### INFORMATION GIVEN

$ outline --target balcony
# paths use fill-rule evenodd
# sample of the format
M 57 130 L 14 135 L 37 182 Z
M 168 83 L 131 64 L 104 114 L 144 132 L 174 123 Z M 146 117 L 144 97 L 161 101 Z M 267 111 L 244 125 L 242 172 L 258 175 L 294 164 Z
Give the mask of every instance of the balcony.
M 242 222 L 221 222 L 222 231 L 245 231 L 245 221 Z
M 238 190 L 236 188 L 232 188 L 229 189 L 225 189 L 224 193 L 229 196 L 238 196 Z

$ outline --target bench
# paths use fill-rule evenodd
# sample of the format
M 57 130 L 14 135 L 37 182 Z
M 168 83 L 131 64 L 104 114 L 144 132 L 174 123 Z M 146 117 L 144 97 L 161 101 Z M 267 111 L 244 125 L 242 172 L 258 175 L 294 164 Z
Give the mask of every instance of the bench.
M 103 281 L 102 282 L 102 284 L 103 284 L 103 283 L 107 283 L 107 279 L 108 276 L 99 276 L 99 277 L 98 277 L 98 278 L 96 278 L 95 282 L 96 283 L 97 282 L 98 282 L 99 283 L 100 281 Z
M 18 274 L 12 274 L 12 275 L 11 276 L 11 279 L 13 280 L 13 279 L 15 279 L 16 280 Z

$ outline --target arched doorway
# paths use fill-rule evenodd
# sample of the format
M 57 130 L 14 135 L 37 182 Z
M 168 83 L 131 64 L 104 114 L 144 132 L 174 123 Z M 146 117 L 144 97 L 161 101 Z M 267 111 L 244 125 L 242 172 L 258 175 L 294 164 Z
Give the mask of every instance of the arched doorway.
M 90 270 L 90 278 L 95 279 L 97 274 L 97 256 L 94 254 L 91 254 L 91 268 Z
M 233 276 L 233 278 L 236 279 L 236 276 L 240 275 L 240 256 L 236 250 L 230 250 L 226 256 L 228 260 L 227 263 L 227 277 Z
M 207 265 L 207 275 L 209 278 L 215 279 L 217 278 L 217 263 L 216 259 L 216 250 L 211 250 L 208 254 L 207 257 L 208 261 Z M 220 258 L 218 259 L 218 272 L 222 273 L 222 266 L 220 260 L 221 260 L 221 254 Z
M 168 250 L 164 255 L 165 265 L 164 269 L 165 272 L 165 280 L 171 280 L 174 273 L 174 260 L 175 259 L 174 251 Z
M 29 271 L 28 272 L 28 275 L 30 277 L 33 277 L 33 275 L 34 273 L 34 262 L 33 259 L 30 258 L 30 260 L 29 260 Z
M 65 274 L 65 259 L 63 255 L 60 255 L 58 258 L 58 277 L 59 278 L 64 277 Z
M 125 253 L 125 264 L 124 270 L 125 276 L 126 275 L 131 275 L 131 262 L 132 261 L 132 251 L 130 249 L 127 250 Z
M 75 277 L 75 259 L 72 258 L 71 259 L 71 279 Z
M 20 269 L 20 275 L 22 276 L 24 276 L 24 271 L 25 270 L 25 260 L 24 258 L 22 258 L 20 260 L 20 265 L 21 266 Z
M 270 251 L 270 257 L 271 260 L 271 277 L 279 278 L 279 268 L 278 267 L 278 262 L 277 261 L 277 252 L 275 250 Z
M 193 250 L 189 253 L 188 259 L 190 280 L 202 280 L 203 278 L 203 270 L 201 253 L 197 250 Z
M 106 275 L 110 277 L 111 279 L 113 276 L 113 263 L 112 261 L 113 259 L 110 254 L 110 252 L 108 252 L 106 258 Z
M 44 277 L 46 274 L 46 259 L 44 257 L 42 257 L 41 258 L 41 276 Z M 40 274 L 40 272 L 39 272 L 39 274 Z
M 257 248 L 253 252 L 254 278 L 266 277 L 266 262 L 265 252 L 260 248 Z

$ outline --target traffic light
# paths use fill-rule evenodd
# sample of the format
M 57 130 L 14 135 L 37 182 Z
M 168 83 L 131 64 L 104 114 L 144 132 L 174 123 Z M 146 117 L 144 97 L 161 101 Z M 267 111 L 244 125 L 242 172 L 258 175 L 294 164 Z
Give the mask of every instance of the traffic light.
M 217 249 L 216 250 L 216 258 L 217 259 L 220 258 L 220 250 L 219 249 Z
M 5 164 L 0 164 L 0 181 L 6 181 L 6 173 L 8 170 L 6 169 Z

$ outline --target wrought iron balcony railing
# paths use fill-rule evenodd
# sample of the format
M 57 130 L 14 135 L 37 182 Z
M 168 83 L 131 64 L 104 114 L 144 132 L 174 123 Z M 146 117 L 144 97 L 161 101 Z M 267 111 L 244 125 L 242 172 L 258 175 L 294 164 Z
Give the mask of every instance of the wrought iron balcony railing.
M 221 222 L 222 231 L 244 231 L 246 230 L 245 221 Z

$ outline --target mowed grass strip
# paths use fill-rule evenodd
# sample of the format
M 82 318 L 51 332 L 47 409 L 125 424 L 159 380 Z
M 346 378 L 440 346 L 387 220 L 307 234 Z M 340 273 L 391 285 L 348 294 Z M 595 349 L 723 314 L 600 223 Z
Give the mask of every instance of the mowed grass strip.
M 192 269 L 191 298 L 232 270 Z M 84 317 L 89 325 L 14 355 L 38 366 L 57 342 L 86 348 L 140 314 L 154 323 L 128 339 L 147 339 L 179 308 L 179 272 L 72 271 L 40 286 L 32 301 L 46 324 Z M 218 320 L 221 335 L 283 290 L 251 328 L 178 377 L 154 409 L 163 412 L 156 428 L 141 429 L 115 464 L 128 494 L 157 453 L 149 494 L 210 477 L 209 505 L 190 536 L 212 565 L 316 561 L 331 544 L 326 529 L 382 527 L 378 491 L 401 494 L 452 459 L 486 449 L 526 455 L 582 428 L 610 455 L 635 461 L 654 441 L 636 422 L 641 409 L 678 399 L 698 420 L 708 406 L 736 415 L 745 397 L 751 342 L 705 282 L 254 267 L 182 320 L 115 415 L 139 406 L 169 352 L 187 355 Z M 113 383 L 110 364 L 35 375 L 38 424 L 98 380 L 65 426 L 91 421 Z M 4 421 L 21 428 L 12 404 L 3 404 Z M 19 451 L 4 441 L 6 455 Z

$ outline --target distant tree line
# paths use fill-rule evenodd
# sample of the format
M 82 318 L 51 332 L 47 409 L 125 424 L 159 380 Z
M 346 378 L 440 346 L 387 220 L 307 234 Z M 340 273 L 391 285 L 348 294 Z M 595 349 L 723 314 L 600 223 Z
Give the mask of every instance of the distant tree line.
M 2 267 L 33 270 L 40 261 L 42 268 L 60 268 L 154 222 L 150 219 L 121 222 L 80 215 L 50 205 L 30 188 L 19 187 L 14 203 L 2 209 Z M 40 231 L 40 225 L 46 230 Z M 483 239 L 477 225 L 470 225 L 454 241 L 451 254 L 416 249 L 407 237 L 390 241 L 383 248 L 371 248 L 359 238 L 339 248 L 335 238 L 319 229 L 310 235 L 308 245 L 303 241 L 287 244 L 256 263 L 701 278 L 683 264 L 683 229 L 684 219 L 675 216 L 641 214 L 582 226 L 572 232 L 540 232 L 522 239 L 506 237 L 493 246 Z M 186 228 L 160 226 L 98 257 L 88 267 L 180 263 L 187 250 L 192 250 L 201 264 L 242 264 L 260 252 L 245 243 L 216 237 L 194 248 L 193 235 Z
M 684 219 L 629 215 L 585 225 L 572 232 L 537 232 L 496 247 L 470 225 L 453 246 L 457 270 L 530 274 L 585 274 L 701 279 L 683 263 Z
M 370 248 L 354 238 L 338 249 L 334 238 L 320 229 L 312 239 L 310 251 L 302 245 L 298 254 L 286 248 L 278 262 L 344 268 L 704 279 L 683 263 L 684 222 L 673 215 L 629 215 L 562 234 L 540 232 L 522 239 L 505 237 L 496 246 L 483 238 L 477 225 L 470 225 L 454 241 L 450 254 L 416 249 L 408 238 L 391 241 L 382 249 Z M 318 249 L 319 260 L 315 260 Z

### TASK DIRECTIONS
Transcribe the lines from the start of the records through the line with "M 238 190 L", including that line.

### TASK RESULT
$ outline --target balcony
# paths use fill-rule evenodd
# sample of the format
M 57 130 L 14 135 L 37 182 Z
M 168 83 L 131 64 L 104 114 L 144 132 L 174 123 Z M 146 117 L 144 97 L 161 101 Z M 267 111 L 244 125 L 242 172 L 258 175 L 294 164 Z
Give the mask of every instance of the balcony.
M 242 222 L 221 222 L 222 231 L 245 231 L 245 221 Z
M 238 190 L 236 188 L 232 188 L 229 189 L 225 189 L 224 193 L 229 196 L 238 196 Z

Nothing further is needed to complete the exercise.